TASK A: Please write out the part of the news article starting with "Nacorda, who managed" and going on through "the Abu Sayyaf.".
TASK B:
Answer these questions from the news article:
(i) On what date did Nacorda meet FBI agents at the US Embassy?
(ii) Which church did the bandit group attack on June 2?
(iii) After the siege of which barangay did Nacorda come out in the open?
TASK C: Carry on the news article about the kidnapped priest's conspiracy claims from the end of its last paragraph.

EXTRACT PROVIDED:

+--

Saturday, September 29, 2012

ABU-AFP Conspiracy: Kidnapped Priest Says FBI Also Suspects Military

August 9, 2001, Inquirer, ABU-AFP Conspiracy: Kidnapped priest says FBI also suspects military, by Alexander M. Young and Julie Alipala-Inot, Inquirer News Service, Posted: 11:25 PM (Manila Time)

Out in the open

LAMITAN, Basilan -- After accusing top military officials of conniving with the Abu Sayyaf, Catholic priest and kidnap victim Cirilo Nacorda claimed that even the US Federal Bureau of Investigation was pursuing the conspiracy angle as early as June this year.

Nacorda, who managed to escape from the bandit group during its June 2 attack on the St. Peter's Parish Church and Dr. Jose Ma. Torres Memorial Hospital in Lamitan, said the FBI told him about information that could indicate a conspiracy between certain military officials and leaders of the Abu Sayyaf.

He said he came out in the open after the siege early this month of Barangay Balobo because he could "no longer stomach the activities of the military in Basilan." He claimed that the conspiracy theory arose during his meeting with FBI agents at the US Embassy in Manila.

"FBI agents approached me several times, until I finally accepted their invitation. We met last July 3 at the US Embassy, and I was surprised to see the amount of information they gathered on the possible military conspiracy," Nacorda told the INQUIRER in an exclusive interview.

+--

DATA EXTRACT:
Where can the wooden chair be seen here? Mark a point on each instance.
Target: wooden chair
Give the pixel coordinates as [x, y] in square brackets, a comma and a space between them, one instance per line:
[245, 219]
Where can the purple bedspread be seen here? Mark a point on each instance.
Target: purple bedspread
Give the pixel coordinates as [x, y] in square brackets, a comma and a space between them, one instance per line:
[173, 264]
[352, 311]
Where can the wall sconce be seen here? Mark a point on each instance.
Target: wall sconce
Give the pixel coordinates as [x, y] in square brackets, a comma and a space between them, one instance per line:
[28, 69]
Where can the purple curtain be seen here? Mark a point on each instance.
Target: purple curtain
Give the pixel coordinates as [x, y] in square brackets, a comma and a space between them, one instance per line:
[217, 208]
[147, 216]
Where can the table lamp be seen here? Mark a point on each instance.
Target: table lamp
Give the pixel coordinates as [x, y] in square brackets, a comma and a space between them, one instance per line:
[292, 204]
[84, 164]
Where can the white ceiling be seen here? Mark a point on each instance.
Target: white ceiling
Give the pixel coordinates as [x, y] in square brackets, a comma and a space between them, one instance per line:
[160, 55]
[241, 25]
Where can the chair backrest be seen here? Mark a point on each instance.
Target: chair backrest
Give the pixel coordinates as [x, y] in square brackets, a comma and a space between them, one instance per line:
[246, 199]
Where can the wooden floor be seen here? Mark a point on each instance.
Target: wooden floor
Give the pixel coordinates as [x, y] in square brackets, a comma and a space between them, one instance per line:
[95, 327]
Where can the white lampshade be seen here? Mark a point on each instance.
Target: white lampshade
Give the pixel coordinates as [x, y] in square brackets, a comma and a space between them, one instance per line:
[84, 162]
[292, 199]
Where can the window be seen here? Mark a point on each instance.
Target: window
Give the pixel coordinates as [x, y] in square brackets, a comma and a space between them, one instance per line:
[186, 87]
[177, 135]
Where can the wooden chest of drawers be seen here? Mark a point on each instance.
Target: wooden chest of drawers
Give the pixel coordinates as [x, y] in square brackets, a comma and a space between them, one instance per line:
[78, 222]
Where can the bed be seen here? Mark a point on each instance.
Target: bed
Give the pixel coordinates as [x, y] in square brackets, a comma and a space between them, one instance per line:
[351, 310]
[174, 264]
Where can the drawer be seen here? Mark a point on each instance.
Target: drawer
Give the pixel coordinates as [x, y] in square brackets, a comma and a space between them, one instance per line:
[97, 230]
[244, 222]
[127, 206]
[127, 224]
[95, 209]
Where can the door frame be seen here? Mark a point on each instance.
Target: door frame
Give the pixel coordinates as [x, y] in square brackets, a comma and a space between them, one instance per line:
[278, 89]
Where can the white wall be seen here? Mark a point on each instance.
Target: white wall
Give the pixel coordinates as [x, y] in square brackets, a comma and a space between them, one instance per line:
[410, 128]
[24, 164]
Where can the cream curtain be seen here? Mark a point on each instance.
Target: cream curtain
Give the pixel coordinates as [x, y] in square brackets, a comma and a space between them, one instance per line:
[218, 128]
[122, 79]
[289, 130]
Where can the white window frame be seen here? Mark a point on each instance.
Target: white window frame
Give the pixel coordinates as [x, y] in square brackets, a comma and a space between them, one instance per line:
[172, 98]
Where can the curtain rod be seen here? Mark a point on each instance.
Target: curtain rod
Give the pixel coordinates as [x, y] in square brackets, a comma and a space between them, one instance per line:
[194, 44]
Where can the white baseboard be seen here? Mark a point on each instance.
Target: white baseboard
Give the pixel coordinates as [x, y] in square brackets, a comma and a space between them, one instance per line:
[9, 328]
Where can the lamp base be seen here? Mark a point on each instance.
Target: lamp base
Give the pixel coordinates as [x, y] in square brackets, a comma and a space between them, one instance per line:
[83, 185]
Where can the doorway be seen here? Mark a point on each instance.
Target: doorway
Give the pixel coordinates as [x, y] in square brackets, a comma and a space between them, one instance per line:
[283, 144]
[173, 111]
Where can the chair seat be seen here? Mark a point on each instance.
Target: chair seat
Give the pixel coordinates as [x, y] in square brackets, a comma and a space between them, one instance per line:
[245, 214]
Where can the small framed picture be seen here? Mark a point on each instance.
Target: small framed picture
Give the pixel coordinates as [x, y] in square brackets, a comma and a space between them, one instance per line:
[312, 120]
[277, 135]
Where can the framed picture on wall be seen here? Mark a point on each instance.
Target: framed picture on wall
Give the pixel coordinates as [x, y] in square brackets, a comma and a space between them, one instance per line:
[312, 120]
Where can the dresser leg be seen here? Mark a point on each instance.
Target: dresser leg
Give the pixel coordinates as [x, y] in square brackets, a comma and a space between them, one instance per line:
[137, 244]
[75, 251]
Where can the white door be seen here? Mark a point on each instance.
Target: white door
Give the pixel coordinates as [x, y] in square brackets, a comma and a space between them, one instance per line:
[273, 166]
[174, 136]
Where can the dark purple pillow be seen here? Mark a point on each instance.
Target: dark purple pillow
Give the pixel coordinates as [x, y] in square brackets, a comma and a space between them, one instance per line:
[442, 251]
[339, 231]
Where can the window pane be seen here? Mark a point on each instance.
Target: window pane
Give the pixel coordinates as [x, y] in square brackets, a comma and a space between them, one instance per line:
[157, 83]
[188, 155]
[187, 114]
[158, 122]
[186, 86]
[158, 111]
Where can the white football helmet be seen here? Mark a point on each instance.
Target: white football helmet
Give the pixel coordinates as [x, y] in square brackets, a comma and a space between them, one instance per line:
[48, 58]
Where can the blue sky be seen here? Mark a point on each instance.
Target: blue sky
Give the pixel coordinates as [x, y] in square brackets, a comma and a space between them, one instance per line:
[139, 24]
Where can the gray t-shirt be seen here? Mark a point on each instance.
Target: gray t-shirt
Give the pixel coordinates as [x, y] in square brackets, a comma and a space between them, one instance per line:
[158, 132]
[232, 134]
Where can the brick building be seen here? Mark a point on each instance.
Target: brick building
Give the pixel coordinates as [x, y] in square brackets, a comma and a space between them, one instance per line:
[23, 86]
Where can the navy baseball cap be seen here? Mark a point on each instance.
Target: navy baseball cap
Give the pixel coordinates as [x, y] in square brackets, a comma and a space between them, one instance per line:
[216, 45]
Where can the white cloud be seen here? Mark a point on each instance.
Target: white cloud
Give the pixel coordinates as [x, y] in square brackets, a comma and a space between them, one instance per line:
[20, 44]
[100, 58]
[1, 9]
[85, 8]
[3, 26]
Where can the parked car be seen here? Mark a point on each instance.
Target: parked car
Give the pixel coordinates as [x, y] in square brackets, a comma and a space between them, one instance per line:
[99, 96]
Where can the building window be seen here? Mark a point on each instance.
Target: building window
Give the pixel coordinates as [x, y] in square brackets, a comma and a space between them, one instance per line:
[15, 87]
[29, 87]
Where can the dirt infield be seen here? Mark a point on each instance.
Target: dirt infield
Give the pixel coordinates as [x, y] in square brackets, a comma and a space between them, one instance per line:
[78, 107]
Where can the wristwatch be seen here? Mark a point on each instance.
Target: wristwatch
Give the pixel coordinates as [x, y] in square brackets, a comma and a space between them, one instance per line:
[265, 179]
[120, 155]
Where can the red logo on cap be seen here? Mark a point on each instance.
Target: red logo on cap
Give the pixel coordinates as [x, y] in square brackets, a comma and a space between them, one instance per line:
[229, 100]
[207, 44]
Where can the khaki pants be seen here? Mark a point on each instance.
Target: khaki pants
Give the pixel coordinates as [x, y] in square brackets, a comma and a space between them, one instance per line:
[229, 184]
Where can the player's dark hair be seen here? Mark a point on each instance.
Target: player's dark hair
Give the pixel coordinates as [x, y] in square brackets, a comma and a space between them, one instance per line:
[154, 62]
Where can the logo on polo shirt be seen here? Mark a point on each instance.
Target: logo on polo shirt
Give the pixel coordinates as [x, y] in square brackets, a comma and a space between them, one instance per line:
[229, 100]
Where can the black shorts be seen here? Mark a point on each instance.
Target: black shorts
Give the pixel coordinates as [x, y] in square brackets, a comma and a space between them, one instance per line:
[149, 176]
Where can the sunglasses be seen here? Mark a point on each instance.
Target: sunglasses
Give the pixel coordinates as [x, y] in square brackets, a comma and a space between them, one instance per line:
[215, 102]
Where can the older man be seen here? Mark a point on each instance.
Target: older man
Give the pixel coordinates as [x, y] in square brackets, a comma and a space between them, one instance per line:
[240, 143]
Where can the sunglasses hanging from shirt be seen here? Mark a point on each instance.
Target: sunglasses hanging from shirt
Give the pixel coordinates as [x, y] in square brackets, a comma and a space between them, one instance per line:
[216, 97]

+--

WRITTEN ANSWER A:
Nacorda, who managed to escape from the bandit group during its June 2 attack on the St. Peter's Parish Church and Dr. Jose Ma. Torres Memorial Hospital in Lamitan, said the FBI told him about information that could indicate a conspiracy between certain military officials and leaders of the Abu Sayyaf.

WRITTEN ANSWER B:
(i) July 3
(ii) St. Peter's Parish Church
(iii) Barangay Balobo

WRITTEN ANSWER C:
He said the agents disclosed to him detailed accounts from several sources, including police authorities, which supported the conspiracy theory. But he said that until that time, they had not been able to get a first-hand account from someone taken hostage by the Abu Sayyaf.

"They revealed to me their information, I told them my story," Nacorda said. "When I finished telling them my story, one of the agents said, 'Now our information is confirmed.'"

At the Zamboanga City Reformatory Center, Hector Janjalani, younger brother of the late Abu Sayyaf founder Abdurajak Abubakar Janjalani, confirmed the supposed connivance of certain military, police and government officials with the Abu Sayyaf. Hector Janjalani said that based on what he had learned from his brother, government officials were helping arm Abu Sayyaf members or masterminding abductions themselves.

On Wednesday, Nacorda, parish priest of Lamitan, accused five military officers of conniving with the Abu Sayyaf hostage-takers and allowing them to escape from the compound of the Lamitan hospital on June 2.

He named them as Brig. Gen. Romeo Dominguez, then 1st Tabak Division commander; Col. Jovenal Narcise, the previous acting 103rd Army Brigade commander; two Narcise aides, Capt. Hubert Acierto and Capt. Nicolas Quemado; and the executive officer of the 18th Infantry Battalion, Maj. Eliseo Campued.

Dominguez has denied the accusation.

Nacorda said that on June 2, Dominguez went to Zamboanga to meet with the families of some of the Abu Sayyaf hostages, including those of Raul Recio. The meeting took place while the siege on the hospital and church was taking place and the bandits and their captives were holed up in the church compound.